INSTRUCTIONS TO FOLLOW:
Can you copy all the records below word for word, leaving out any pictures?

RECORDS TO USE:
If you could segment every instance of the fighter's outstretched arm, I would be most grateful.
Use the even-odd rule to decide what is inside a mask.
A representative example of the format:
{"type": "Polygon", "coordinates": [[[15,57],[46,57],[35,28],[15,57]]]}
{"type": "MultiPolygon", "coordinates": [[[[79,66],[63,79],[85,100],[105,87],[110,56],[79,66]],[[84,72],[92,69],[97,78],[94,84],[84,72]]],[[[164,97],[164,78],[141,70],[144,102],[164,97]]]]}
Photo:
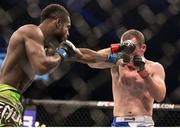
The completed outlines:
{"type": "Polygon", "coordinates": [[[79,48],[81,55],[77,56],[77,61],[88,64],[92,68],[111,68],[115,64],[109,63],[108,56],[111,53],[110,48],[93,51],[87,48],[79,48]]]}
{"type": "Polygon", "coordinates": [[[20,28],[11,40],[24,43],[25,54],[36,74],[48,73],[61,62],[62,58],[58,54],[46,55],[44,40],[36,26],[20,28]]]}

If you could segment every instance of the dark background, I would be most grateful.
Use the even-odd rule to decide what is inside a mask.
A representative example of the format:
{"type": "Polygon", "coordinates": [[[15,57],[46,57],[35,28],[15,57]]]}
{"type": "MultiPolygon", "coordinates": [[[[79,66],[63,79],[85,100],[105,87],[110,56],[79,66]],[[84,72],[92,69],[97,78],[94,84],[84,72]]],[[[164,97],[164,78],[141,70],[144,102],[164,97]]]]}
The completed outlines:
{"type": "MultiPolygon", "coordinates": [[[[0,50],[24,24],[39,24],[42,8],[64,5],[71,13],[71,40],[77,47],[100,50],[119,42],[127,29],[138,29],[147,42],[147,59],[166,72],[164,102],[180,103],[180,1],[178,0],[0,0],[0,50]]],[[[36,79],[25,98],[112,101],[109,69],[63,62],[48,80],[36,79]]]]}

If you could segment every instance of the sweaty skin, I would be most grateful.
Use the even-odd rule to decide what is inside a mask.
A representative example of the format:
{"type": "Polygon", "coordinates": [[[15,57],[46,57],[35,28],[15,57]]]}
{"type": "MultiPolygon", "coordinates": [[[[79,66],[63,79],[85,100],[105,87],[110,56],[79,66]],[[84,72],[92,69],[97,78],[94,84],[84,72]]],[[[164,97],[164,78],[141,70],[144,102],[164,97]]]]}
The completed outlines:
{"type": "Polygon", "coordinates": [[[0,83],[24,92],[35,74],[43,74],[54,68],[60,62],[60,56],[46,57],[43,48],[44,36],[38,26],[25,25],[14,32],[2,65],[0,83]],[[48,68],[44,65],[48,65],[48,68]]]}
{"type": "MultiPolygon", "coordinates": [[[[137,42],[136,39],[132,41],[137,42]]],[[[79,48],[82,56],[78,62],[88,63],[92,68],[110,68],[112,76],[112,93],[114,99],[114,116],[152,116],[154,100],[160,102],[166,93],[165,72],[160,63],[146,60],[145,68],[149,76],[142,78],[133,65],[132,60],[124,64],[110,64],[106,62],[110,48],[92,51],[79,48]],[[91,60],[91,62],[90,62],[91,60]]],[[[130,55],[144,55],[145,45],[136,44],[135,51],[130,55]]]]}

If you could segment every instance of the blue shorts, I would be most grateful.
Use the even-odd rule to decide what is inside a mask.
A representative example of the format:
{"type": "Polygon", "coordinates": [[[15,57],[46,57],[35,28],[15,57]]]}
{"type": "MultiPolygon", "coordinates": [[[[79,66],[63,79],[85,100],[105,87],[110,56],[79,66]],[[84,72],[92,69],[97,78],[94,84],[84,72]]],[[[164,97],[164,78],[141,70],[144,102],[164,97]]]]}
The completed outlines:
{"type": "Polygon", "coordinates": [[[151,116],[114,117],[112,127],[154,127],[151,116]]]}

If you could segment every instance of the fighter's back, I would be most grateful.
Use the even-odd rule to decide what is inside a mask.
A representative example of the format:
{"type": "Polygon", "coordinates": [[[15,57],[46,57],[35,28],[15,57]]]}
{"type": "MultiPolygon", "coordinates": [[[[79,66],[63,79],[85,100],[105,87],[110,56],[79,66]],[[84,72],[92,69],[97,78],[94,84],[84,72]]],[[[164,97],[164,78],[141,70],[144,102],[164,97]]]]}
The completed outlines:
{"type": "Polygon", "coordinates": [[[31,36],[30,33],[38,34],[38,29],[35,25],[25,25],[13,33],[1,68],[0,83],[11,85],[20,92],[30,85],[35,73],[27,57],[25,40],[26,35],[31,36]]]}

TASK OUTPUT:
If you could segment every instance of the fighter's outstretched arm, I would be most grateful.
Use the even-odd rule to decide what is inside a mask.
A representative example of the format:
{"type": "Polygon", "coordinates": [[[15,57],[46,57],[35,28],[15,57]]]}
{"type": "MultiPolygon", "coordinates": [[[[79,66],[63,79],[85,100],[105,87],[110,56],[79,66]],[[84,72],[92,69],[97,78],[94,84],[84,72]]],[[[164,97],[164,78],[141,70],[144,102],[164,97]]]]}
Photo:
The completed outlines:
{"type": "Polygon", "coordinates": [[[79,48],[81,55],[77,56],[77,61],[88,64],[92,68],[111,68],[115,64],[109,63],[108,56],[111,53],[110,48],[93,51],[87,48],[79,48]]]}
{"type": "Polygon", "coordinates": [[[20,28],[11,40],[24,43],[25,54],[36,74],[48,73],[61,62],[62,58],[58,54],[46,55],[44,40],[36,26],[20,28]]]}

If you could segment every instance of the dark background, I would be most grateful.
Use the even-odd rule to decide what is inside a mask.
A representative example of the format:
{"type": "Polygon", "coordinates": [[[15,57],[46,57],[35,28],[15,57]]]}
{"type": "MultiPolygon", "coordinates": [[[[79,66],[63,79],[85,100],[105,87],[110,56],[79,66]],[[84,72],[92,69],[97,78],[94,84],[84,72]]],[[[164,97],[164,78],[141,70],[144,102],[164,97]]]]}
The completed outlines:
{"type": "MultiPolygon", "coordinates": [[[[0,50],[24,24],[39,24],[42,8],[64,5],[71,13],[71,40],[77,47],[100,50],[119,42],[127,29],[138,29],[147,42],[147,59],[166,72],[164,102],[180,103],[180,1],[178,0],[0,0],[0,50]]],[[[36,79],[25,98],[112,101],[109,69],[63,62],[48,80],[36,79]]]]}

If you could segment every instance of the sweaty skin, I would be most grateful.
Use the even-odd rule to decide what is inside a mask.
A representative example of the format:
{"type": "Polygon", "coordinates": [[[15,57],[46,57],[35,28],[15,57]]]}
{"type": "MultiPolygon", "coordinates": [[[[79,66],[63,79],[85,100],[105,87],[110,56],[79,66]],[[84,72],[92,69],[97,78],[94,84],[84,72]]],[[[164,97],[164,78],[141,70],[144,102],[164,97]]]]}
The completed outlines:
{"type": "Polygon", "coordinates": [[[0,83],[24,92],[35,74],[43,74],[54,68],[60,62],[60,56],[46,57],[43,48],[44,36],[38,26],[25,25],[14,32],[2,65],[0,83]],[[48,68],[44,65],[48,65],[48,68]]]}
{"type": "MultiPolygon", "coordinates": [[[[137,42],[136,39],[132,41],[137,42]]],[[[79,48],[82,56],[78,62],[88,63],[92,68],[110,68],[112,76],[112,93],[114,99],[114,116],[152,116],[154,100],[160,102],[166,93],[165,72],[160,63],[146,60],[145,68],[149,76],[142,78],[133,65],[132,60],[124,64],[110,64],[106,62],[110,48],[92,51],[79,48]],[[91,60],[91,62],[90,62],[91,60]]],[[[130,55],[144,55],[145,45],[136,44],[135,51],[130,55]]]]}

If you could segment every instance of the blue shorts, I would be most grateful.
Use the even-odd rule to decide what is inside a mask.
A representative example of the format:
{"type": "Polygon", "coordinates": [[[15,57],[46,57],[35,28],[15,57]]]}
{"type": "MultiPolygon", "coordinates": [[[[79,66],[63,79],[85,100],[105,87],[110,56],[79,66]],[[84,72],[92,69],[97,78],[94,84],[84,72]]],[[[164,97],[164,78],[141,70],[144,102],[164,97]]]]}
The completed outlines:
{"type": "Polygon", "coordinates": [[[151,116],[114,117],[112,127],[154,127],[151,116]]]}

If you could segment every instance of the fighter's back, I would be most grateful.
Use the even-odd rule to decide what is inside a mask.
A representative example of the format:
{"type": "Polygon", "coordinates": [[[15,57],[46,57],[35,28],[15,57]]]}
{"type": "MultiPolygon", "coordinates": [[[[79,66],[63,79],[85,100],[105,87],[110,56],[79,66]],[[84,72],[92,69],[97,78],[94,84],[84,72]]],[[[164,97],[164,78],[141,70],[144,102],[164,97]]]]}
The completed outlines:
{"type": "Polygon", "coordinates": [[[31,36],[30,33],[38,34],[38,29],[35,25],[25,25],[13,33],[1,68],[0,83],[11,85],[20,92],[30,85],[35,73],[27,57],[25,40],[26,35],[31,36]]]}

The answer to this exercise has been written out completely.